Social Implications of MPAs
Finally, MPAs are more than scientifically controversial, they are rife with social justice implications. First, MPAs are a Western idea. National parks and reserves have a long history of colonial and settler implementation. Local and indigenous management reliant on traditional knowledge is often seen as inferior to outside management from those with higher capacity and power. Many international NGOs pushing for more and larger MPAs approach this aspect of implementation inclusively and delicately, but many do not. Spending energy and resources working on MPAs in foreign, developing countries can be a bit problematic, not just in a colonial sense, but also because it places blame on these countries for the lesser state of their fisheries when the overarching problems of excess carbon emissions and global poverty can be traced back to the developed world. Carbon mitigation, poverty alleviation, and pollution solutions should be a part of every conservation organization’s ethos. The best way to improve fisheries abroad is to build management capacity. Capacity building empowers people to manage resources themselves rather than relying on outsiders/NGOs that cause dependency and resentment.
In Sum:
There are limited resources to address an overwhelming plate of conservation challenges. It is irresponsible and genuinely consequential to continue pushing LOOMPAs when fish, and all ocean ecosystems, will see a greater impact from strategic investment in curtailing carbon, reducing land-based sources of pollution, and building capacity for effective and sustainable fisheries management.
------------------------------------------------
**STATED EXERCISE**
Continue the passage on marine protected areas, picking up right after its final sentence.
------------------------------------------------
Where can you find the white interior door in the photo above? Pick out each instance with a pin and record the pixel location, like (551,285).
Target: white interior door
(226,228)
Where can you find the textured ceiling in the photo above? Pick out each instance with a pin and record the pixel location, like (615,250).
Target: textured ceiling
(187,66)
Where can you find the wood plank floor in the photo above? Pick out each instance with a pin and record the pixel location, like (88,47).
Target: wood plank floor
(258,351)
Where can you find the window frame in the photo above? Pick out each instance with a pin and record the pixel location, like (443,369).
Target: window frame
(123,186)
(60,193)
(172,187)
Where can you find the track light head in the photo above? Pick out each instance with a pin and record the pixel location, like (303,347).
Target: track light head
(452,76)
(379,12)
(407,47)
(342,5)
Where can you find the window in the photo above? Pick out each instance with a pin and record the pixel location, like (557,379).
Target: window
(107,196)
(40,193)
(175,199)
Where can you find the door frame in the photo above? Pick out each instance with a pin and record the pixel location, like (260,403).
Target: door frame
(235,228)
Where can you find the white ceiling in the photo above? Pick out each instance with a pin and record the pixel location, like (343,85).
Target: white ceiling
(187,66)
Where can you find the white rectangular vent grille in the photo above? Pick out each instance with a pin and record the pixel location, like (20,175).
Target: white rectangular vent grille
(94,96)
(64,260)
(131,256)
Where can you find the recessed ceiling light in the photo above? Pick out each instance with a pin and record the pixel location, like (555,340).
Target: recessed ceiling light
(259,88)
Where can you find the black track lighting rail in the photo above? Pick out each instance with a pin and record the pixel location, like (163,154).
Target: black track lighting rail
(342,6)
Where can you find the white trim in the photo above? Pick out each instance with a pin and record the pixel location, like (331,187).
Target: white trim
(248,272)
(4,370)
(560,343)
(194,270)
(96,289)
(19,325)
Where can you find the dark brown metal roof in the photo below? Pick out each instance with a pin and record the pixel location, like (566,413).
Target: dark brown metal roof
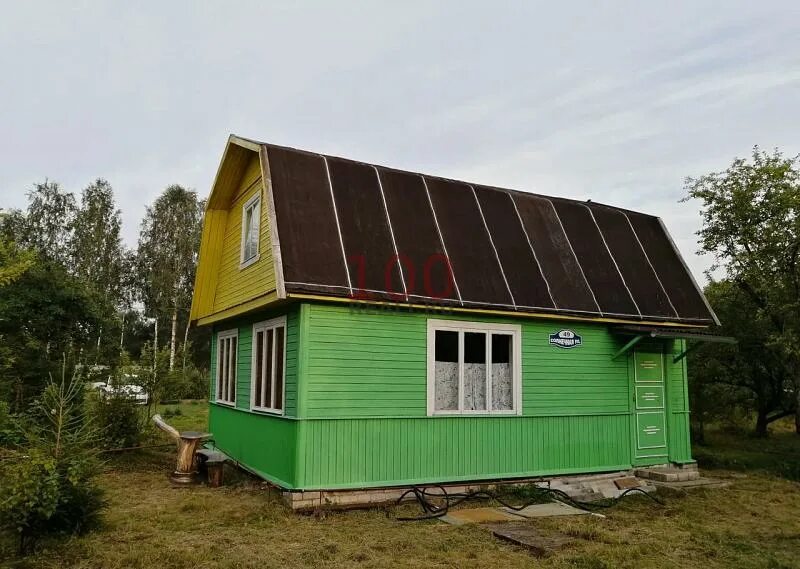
(348,228)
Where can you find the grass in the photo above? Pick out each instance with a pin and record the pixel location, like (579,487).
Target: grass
(753,523)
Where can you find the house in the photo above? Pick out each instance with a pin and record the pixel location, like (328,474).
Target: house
(374,327)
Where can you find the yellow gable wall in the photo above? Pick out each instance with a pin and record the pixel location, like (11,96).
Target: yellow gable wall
(234,285)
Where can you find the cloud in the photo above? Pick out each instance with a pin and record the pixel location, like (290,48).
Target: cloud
(615,102)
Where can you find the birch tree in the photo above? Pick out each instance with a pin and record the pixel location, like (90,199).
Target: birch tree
(97,253)
(167,256)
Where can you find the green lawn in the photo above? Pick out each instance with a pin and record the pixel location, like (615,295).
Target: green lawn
(752,523)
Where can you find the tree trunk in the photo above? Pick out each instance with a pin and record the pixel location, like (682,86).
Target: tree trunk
(797,409)
(172,338)
(155,343)
(99,337)
(185,341)
(122,333)
(761,424)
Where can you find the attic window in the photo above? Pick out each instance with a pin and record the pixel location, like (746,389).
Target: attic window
(473,368)
(251,218)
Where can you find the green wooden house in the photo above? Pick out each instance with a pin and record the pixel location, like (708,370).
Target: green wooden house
(374,327)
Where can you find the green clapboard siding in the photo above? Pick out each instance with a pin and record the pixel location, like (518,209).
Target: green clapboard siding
(356,411)
(367,363)
(264,444)
(352,453)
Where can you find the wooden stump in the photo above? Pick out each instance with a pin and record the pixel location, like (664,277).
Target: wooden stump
(188,442)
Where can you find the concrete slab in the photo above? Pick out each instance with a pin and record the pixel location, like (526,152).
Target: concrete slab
(477,516)
(547,510)
(627,482)
(527,535)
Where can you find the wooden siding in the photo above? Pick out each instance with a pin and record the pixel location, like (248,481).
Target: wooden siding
(678,430)
(244,325)
(234,285)
(356,406)
(386,452)
(264,444)
(373,363)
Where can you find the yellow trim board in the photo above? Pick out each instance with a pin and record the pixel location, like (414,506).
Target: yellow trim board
(254,304)
(505,313)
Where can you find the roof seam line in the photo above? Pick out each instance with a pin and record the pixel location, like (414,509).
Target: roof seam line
(391,232)
(571,248)
(441,239)
(613,260)
(491,242)
(533,251)
(338,226)
(649,262)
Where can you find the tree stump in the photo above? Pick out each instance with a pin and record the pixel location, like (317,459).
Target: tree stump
(188,443)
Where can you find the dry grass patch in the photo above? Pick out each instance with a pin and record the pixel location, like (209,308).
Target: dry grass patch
(752,524)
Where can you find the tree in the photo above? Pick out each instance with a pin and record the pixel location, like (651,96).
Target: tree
(47,225)
(49,480)
(167,256)
(750,376)
(96,247)
(42,313)
(14,262)
(752,228)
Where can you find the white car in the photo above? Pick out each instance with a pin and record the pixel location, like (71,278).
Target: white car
(135,392)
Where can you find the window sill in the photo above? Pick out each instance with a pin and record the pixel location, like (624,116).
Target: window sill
(245,264)
(513,413)
(262,411)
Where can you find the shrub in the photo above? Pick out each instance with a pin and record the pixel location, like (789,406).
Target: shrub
(171,412)
(48,480)
(119,421)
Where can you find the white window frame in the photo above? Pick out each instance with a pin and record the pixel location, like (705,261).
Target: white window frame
(271,324)
(253,202)
(514,330)
(221,336)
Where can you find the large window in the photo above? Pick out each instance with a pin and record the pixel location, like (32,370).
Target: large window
(226,366)
(473,368)
(251,221)
(268,370)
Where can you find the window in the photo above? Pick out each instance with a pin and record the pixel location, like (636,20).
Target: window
(473,368)
(251,221)
(227,343)
(268,370)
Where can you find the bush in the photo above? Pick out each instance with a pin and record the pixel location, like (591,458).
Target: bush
(119,421)
(48,480)
(8,434)
(47,495)
(171,412)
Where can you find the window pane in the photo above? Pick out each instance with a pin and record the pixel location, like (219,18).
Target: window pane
(446,371)
(502,383)
(251,229)
(258,341)
(232,374)
(220,366)
(268,374)
(279,332)
(475,371)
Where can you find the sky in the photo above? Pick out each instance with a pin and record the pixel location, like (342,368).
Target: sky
(617,102)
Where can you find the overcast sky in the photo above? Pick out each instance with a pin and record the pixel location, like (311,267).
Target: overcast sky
(613,101)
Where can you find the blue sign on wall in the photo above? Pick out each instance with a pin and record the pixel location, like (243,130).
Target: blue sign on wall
(565,339)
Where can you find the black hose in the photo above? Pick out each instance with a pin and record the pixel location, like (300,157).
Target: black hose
(433,511)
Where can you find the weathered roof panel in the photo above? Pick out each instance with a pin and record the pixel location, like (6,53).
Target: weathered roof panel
(345,226)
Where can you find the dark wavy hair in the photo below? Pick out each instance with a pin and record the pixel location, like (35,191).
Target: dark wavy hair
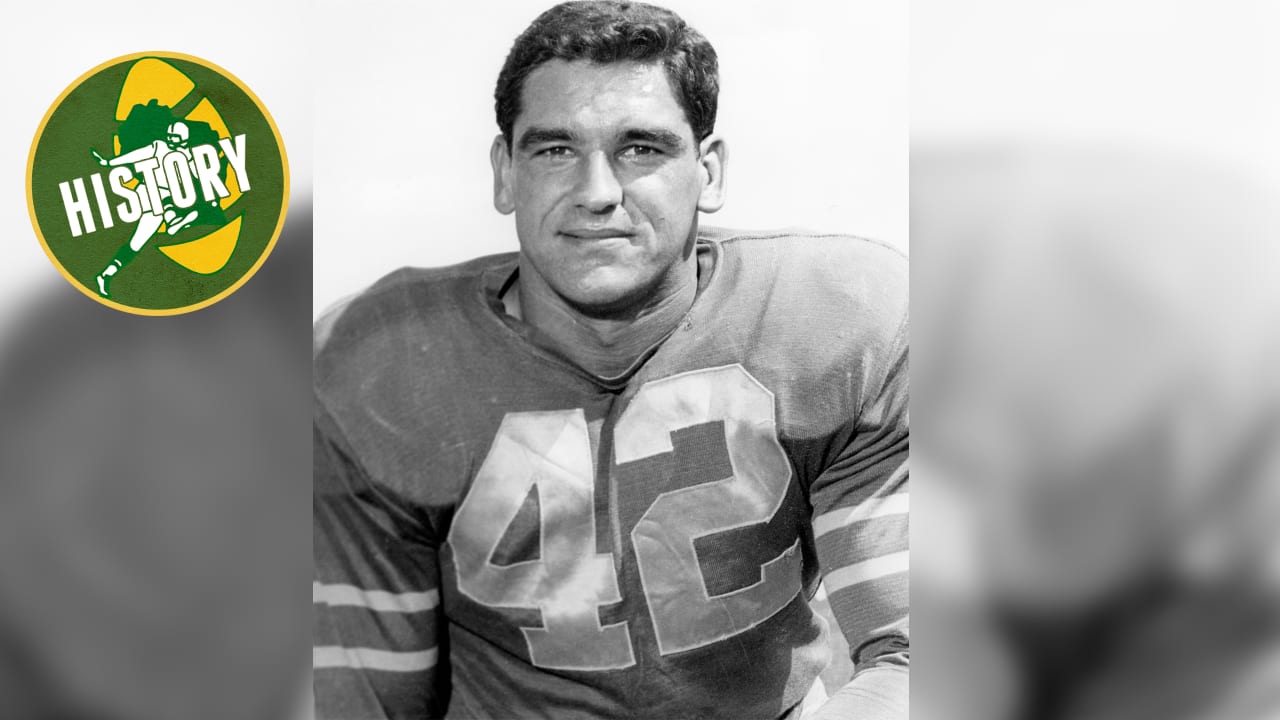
(608,31)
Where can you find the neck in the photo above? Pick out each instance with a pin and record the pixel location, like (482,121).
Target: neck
(606,345)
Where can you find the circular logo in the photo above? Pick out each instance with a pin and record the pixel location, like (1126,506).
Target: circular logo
(158,183)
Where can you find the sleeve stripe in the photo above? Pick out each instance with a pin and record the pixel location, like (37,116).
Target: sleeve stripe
(868,570)
(369,659)
(867,510)
(382,601)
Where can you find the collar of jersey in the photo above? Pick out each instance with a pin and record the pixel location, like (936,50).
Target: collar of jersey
(496,281)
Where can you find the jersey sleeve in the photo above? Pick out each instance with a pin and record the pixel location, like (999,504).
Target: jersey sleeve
(862,531)
(378,632)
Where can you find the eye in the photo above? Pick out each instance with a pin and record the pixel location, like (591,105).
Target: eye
(640,151)
(554,151)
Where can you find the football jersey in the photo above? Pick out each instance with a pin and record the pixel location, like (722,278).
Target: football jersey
(499,533)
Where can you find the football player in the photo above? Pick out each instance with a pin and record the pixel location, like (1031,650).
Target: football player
(606,475)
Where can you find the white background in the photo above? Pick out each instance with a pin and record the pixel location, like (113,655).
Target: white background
(813,104)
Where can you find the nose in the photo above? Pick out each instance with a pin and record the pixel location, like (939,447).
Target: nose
(599,190)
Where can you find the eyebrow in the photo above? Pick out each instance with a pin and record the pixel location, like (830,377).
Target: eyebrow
(657,136)
(536,136)
(539,135)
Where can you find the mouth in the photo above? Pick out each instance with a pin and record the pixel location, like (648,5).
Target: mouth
(597,233)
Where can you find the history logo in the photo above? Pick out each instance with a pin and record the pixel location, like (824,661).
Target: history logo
(158,183)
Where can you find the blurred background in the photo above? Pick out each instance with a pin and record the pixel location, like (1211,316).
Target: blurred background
(154,472)
(1093,237)
(1096,313)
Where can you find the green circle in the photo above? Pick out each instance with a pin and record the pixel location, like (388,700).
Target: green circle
(151,283)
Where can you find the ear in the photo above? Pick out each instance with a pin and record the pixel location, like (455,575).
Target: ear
(713,156)
(503,192)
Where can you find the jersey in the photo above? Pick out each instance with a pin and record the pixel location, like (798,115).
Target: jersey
(498,533)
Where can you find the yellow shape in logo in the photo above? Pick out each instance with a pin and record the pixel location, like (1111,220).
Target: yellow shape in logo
(205,112)
(151,78)
(208,254)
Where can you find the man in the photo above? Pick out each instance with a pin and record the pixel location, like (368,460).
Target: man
(604,477)
(156,135)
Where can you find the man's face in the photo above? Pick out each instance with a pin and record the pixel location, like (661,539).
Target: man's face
(606,181)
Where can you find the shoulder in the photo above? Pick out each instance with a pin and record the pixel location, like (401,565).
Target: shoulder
(840,283)
(411,308)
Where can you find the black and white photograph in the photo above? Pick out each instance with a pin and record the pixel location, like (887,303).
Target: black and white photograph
(590,442)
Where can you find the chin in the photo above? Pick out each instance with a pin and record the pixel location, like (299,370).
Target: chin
(609,296)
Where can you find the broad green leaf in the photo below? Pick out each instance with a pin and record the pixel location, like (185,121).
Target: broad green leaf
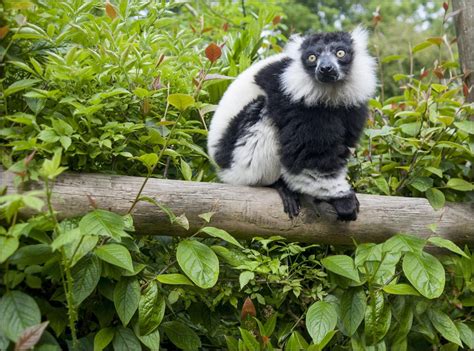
(19,86)
(352,309)
(465,126)
(466,334)
(459,184)
(342,265)
(445,326)
(182,336)
(221,234)
(296,342)
(103,223)
(377,319)
(198,262)
(245,277)
(115,254)
(19,311)
(125,340)
(400,289)
(447,244)
(151,309)
(250,341)
(181,101)
(126,297)
(321,318)
(436,198)
(152,340)
(8,246)
(174,279)
(403,243)
(85,275)
(103,338)
(425,273)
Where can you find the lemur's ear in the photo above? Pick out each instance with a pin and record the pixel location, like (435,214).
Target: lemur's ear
(292,47)
(360,37)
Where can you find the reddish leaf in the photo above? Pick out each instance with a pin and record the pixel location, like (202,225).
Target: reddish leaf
(248,309)
(110,10)
(213,52)
(465,89)
(30,336)
(3,31)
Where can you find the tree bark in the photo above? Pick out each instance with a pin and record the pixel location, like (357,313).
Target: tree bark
(464,23)
(246,212)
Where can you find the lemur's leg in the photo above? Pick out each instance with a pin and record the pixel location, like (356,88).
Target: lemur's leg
(291,199)
(331,188)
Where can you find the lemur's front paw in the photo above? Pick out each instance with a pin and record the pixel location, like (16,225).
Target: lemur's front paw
(346,207)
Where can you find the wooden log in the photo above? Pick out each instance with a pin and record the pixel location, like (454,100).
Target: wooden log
(247,212)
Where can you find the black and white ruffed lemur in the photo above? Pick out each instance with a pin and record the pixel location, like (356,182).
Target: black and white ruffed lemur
(289,120)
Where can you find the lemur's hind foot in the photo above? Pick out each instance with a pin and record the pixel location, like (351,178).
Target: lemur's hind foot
(346,207)
(291,200)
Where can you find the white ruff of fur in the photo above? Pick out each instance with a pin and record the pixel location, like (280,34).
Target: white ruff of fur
(355,89)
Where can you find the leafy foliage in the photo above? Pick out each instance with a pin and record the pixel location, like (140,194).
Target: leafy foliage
(128,87)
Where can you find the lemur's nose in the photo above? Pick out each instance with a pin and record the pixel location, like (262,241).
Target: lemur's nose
(326,68)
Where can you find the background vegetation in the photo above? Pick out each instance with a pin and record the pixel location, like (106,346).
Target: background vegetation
(128,87)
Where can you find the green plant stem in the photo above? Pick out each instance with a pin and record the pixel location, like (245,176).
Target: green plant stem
(68,282)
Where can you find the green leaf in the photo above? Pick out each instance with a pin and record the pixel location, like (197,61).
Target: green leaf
(321,319)
(436,198)
(445,326)
(466,334)
(8,246)
(19,86)
(125,340)
(186,170)
(174,279)
(181,101)
(447,244)
(103,338)
(296,342)
(198,262)
(151,309)
(459,184)
(182,336)
(382,184)
(342,265)
(352,309)
(425,273)
(19,311)
(221,234)
(126,297)
(103,223)
(378,316)
(115,254)
(465,126)
(403,243)
(400,289)
(85,275)
(245,277)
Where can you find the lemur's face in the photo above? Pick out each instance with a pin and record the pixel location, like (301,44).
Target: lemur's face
(327,57)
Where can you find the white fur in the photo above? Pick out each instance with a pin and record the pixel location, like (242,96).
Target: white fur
(356,88)
(256,157)
(241,92)
(317,184)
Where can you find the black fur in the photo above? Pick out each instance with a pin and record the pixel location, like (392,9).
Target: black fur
(237,129)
------------------------------------------------
**TASK RESPONSE**
* A quick note on plastic pollution: plastic in the ocean is ugly, gross, and bad… BUT it has a relatively small impact on biodiversity. Yes, some seabirds, whales, and turtles are killed by plastic pollution, but the numbers killed by plastic pale in comparison to other anthropogenic killers in the ocean like ship strikes, oil spills, and runoff. Microplastics are ingested by fish, and can bioaccumulate in predators higher in the food chain, however there is no evidence eating these fish negatively affects human health. A study examining microplastics in oysters found it would take eating over 50 lbs of oyster meat (not the shell) per year to reach the maximum dietary allowance of plastic ingestion as suggested by the EU. Research on the effects of plastic in the ocean are relatively young, but early evidence indicates that it is not nearly as large a threat compared to other kinds of pollution or carbon threats.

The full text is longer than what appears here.